本文への設問:
[a] 本文によると、キャッチアップ接種を受けられる期間はいつからいつまでか。
[b] 本文のうち「さて、このブログでも何度も取」から「種同様2価か4価になります。」まで(両端を含む)を、一字一句変えずに引用してください。

本文:
こんにちは、副院長の石田です。
さて、このブログでも何度も取り上げてきた子宮頸がんワクチン(ヒトパピローマウイルスワクチン)についてです。恐らくはコロナ禍の影響から市中におけるリテラシーが急速に高まったこともあって子宮頸がんワクチンに対する評価が大きく変わってきました。それに伴ってこれまで差し控えられてきた積極勧奨が再開されることになったのですが、今日までの経緯から接種が進まなかった年代に対してもキャッチアップ接種という形で無料接種期間が提供されることになりました。というわけで本日はその件について解説します。
キャッチアップ接種の詳細
今回キャッチアップ接種の対象となるのは1997年(平成9年)4月2日から2006年(平成18年)4月1日生まれで、過去に子宮頸がんワクチンを3回受けていない女性です。接種を受けられる時期は2022年(令和4年)4月から2025年(令和7年)3月末までです。現在子宮頸がんワクチンには2価(サーバリックス®︎)、4価(ガーダシル®︎)、9価(シルガード9®︎)の3種類がありますが、受けられるのは今のところ定期接種同様2価か4価になります。
※厚生労働省ホームページ参照
キャッチアップ接種の意義
感染の原因となる性交渉を経験し始める前に接種すると効果が最大化するため、日本では12〜16歳が定期接種対象になっています。実際に患者さんが若いほどワクチンによるパピローマウイルスへの感染予防効果は高いのですが、その一方で17〜26歳の女性でも30〜60%程度の予防効果が期待できることが分かっています 1)2)。もともとパピローマウイルスにはたくさんの型があるのですが、比較的若い方や性交渉歴の少ない方であれば子宮頸がんの主な原因となる16型と18型のうち、まだ感染していない型に対して免疫ができるからだと考えられています。

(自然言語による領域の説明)
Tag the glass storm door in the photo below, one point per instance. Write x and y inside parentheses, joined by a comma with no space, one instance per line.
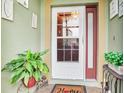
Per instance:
(67,42)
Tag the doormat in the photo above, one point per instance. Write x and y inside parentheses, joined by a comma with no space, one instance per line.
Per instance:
(62,88)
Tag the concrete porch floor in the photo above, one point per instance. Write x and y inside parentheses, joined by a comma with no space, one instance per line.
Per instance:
(48,89)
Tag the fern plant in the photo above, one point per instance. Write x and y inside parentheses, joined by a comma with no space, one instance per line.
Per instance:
(115,58)
(26,65)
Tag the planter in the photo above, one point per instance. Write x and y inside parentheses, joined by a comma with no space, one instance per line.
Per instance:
(31,82)
(117,69)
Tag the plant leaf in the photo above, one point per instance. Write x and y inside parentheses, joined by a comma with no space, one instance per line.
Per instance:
(37,75)
(34,64)
(26,78)
(45,68)
(44,52)
(40,65)
(28,66)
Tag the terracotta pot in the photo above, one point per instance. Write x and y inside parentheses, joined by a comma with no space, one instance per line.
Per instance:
(31,82)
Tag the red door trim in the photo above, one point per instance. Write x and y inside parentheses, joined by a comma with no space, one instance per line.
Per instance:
(91,73)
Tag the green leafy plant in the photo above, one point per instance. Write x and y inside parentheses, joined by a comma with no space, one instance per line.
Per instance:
(26,65)
(115,58)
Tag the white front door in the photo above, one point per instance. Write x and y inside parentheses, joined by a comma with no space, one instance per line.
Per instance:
(68,36)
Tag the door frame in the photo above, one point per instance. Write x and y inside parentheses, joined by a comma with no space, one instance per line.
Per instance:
(83,38)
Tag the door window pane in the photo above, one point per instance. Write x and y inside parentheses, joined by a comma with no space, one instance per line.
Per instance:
(67,55)
(68,36)
(59,43)
(60,55)
(59,30)
(75,55)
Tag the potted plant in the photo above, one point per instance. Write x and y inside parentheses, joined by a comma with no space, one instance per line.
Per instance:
(115,61)
(28,67)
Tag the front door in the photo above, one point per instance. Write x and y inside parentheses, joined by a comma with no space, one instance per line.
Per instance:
(68,47)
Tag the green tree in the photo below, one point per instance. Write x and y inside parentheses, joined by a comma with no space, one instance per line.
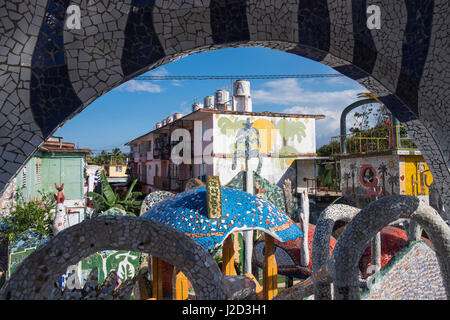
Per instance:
(30,215)
(109,199)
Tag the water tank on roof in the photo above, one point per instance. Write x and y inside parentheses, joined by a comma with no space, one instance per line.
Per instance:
(196,106)
(241,96)
(241,88)
(177,116)
(209,102)
(221,97)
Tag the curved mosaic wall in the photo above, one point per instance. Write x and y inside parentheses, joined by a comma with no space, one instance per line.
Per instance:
(370,220)
(35,277)
(51,70)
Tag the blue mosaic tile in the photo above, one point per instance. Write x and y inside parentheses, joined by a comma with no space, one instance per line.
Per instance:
(142,46)
(187,213)
(414,51)
(153,198)
(229,21)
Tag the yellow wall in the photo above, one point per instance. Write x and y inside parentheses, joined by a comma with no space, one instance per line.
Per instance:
(413,171)
(114,172)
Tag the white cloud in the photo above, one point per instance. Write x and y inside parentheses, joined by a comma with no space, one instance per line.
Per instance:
(177,83)
(161,71)
(144,86)
(289,92)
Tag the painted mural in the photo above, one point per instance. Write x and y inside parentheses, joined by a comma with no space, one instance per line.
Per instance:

設問の解答:
[a] 2022年(令和4年)4月から2025年(令和7年)3月末までです。

[b]
さて、このブログでも何度も取り上げてきた子宮頸がんワクチン(ヒトパピローマウイルスワクチン)についてです。恐らくはコロナ禍の影響から市中におけるリテラシーが急速に高まったこともあって子宮頸がんワクチンに対する評価が大きく変わってきました。それに伴ってこれまで差し控えられてきた積極勧奨が再開されることになったのですが、今日までの経緯から接種が進まなかった年代に対してもキャッチアップ接種という形で無料接種期間が提供されることになりました。というわけで本日はその件について解説します。
キャッチアップ接種の詳細
今回キャッチアップ接種の対象となるのは1997年(平成9年)4月2日から2006年(平成18年)4月1日生まれで、過去に子宮頸がんワクチンを3回受けていない女性です。接種を受けられる時期は2022年(令和4年)4月から2025年(令和7年)3月末までです。現在子宮頸がんワクチンには2価(サーバリックス®︎)、4価(ガーダシル®︎)、9価(シルガード9®︎)の3種類がありますが、受けられるのは今のところ定期接種同様2価か4価になります。